== Given records
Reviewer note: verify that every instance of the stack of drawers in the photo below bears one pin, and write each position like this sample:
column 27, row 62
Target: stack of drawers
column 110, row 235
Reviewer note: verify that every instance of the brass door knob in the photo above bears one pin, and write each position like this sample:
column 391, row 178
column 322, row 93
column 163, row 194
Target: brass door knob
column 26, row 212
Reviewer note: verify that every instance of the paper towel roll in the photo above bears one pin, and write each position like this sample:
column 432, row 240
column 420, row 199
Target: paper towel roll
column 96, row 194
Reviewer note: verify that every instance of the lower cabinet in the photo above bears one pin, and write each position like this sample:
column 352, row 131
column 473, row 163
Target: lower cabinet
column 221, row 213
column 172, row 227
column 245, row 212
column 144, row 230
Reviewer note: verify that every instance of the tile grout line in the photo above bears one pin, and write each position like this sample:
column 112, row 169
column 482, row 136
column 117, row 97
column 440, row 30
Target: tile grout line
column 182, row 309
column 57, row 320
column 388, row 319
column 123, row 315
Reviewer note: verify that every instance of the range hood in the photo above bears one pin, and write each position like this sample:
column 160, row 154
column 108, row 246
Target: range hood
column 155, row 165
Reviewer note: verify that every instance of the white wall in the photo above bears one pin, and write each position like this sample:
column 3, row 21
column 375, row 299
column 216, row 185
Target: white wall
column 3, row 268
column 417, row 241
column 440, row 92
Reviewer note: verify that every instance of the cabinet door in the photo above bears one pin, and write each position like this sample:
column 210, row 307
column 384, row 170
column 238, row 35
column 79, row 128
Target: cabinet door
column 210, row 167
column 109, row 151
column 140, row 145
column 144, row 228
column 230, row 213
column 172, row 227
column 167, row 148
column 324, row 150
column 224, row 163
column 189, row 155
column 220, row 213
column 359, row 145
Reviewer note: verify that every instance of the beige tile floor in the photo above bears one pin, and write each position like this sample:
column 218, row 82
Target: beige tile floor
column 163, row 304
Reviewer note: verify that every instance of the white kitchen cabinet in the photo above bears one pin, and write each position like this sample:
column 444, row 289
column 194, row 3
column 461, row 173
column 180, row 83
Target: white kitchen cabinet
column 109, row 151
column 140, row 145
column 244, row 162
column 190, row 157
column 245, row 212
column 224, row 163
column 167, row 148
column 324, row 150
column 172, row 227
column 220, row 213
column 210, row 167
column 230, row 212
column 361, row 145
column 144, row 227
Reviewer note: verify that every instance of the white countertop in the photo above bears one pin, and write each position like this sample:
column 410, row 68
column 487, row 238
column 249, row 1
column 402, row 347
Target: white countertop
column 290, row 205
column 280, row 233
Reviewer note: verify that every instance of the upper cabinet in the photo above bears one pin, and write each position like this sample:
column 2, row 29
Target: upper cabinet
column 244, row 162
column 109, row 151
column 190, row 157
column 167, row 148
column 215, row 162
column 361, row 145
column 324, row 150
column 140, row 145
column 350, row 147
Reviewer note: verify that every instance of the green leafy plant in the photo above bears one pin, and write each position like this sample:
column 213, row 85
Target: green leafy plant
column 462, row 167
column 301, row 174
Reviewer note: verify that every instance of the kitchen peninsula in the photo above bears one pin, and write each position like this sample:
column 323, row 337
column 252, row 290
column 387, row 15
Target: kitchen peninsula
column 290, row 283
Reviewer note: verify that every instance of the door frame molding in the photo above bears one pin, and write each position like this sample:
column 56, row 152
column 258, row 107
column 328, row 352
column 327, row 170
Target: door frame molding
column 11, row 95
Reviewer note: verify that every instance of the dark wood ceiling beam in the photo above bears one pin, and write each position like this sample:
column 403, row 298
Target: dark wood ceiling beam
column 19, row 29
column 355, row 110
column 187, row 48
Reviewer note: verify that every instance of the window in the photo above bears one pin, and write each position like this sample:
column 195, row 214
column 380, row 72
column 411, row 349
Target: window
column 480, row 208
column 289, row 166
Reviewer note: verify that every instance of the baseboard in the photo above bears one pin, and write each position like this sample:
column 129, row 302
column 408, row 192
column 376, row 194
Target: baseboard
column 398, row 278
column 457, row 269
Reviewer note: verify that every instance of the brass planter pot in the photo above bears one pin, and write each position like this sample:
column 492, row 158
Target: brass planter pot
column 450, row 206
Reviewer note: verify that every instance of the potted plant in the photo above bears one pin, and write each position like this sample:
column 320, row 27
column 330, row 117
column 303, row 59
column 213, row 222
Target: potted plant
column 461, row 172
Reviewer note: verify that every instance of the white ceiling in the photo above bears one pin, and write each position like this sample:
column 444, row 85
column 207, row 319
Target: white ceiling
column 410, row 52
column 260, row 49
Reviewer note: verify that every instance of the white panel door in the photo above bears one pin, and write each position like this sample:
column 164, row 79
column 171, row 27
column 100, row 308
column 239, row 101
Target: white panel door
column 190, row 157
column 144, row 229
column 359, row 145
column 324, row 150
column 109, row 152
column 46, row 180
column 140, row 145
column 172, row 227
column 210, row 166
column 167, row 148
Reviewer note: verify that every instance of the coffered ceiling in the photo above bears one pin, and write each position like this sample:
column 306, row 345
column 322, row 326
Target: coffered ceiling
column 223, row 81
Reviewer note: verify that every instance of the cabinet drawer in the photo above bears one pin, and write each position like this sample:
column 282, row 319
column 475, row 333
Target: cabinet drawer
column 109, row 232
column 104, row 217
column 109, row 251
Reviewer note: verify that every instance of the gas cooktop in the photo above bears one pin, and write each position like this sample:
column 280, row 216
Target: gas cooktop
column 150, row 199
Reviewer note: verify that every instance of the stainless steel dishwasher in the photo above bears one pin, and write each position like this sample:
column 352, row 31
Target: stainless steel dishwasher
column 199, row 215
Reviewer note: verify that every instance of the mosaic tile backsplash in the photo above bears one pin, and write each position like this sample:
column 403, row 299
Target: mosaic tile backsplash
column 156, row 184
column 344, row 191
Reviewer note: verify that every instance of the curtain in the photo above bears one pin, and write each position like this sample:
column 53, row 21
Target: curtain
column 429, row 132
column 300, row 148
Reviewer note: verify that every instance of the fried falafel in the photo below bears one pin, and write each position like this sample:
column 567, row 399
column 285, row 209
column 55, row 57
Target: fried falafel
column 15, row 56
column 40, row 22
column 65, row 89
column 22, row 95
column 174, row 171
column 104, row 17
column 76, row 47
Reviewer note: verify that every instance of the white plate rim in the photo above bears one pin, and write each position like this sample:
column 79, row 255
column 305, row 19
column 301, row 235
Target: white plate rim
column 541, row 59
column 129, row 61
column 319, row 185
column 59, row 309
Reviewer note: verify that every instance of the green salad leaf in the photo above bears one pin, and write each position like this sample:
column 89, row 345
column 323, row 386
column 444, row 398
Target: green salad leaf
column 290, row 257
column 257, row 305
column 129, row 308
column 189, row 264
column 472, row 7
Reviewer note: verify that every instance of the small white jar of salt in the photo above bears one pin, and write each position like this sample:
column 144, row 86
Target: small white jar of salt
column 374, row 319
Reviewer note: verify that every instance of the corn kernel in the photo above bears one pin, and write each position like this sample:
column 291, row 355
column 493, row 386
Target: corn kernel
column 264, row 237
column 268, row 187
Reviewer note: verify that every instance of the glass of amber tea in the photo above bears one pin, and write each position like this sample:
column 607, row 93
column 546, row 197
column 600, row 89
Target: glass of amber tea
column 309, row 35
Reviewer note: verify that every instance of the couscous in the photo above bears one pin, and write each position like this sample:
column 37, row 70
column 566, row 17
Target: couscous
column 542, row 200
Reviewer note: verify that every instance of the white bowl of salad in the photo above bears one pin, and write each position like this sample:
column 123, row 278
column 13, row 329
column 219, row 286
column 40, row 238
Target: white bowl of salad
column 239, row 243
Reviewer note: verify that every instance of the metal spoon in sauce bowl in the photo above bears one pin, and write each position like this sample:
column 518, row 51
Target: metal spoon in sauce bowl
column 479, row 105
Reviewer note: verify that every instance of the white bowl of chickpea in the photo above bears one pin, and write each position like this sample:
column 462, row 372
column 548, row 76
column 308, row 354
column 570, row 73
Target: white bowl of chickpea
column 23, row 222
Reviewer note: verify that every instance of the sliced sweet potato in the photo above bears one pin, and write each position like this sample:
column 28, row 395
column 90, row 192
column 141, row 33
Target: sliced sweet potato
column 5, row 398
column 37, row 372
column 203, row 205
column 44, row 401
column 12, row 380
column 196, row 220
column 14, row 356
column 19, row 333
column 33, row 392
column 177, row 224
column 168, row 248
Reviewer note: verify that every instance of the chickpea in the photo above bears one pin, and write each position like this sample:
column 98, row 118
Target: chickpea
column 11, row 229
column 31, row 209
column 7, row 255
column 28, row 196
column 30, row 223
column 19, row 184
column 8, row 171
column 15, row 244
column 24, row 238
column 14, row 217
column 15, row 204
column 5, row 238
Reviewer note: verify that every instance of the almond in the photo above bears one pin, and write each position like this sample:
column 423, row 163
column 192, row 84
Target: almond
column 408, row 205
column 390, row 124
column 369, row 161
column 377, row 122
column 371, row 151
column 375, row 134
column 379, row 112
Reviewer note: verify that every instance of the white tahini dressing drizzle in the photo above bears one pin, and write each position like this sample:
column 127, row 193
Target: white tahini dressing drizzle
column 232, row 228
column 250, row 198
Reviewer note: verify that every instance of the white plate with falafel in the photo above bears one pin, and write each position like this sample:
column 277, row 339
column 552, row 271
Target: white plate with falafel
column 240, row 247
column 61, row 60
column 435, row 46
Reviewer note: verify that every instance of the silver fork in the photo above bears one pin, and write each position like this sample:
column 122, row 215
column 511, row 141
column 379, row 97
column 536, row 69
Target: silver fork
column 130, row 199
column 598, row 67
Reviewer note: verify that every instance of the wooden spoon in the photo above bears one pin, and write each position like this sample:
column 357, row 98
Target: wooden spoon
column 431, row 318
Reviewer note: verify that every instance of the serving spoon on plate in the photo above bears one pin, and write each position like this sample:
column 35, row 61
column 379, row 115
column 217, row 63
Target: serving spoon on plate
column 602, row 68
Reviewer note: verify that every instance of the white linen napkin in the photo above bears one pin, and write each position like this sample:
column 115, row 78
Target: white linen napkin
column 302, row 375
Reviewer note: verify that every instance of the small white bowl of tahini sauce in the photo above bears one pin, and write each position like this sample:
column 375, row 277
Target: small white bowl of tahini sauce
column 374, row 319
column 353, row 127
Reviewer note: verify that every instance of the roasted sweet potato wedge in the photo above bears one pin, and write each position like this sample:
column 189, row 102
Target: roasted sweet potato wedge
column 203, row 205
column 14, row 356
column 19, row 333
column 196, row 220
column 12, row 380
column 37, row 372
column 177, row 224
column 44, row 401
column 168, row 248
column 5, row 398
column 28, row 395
====
#### [What to produce]
Switch "window" to "skylight" in the part of the material that opens with the line containing "Reviewer note: verify that every instance of the window" and closes with the line containing "column 289, row 166", and return only those lines with nothing else altered.

#### [Answer for the task]
Reviewer note: verify that every instance of the skylight in the photo above bears one pin, and write each position like this sample:
column 195, row 214
column 380, row 72
column 411, row 349
Target: skylight
column 480, row 208
column 289, row 166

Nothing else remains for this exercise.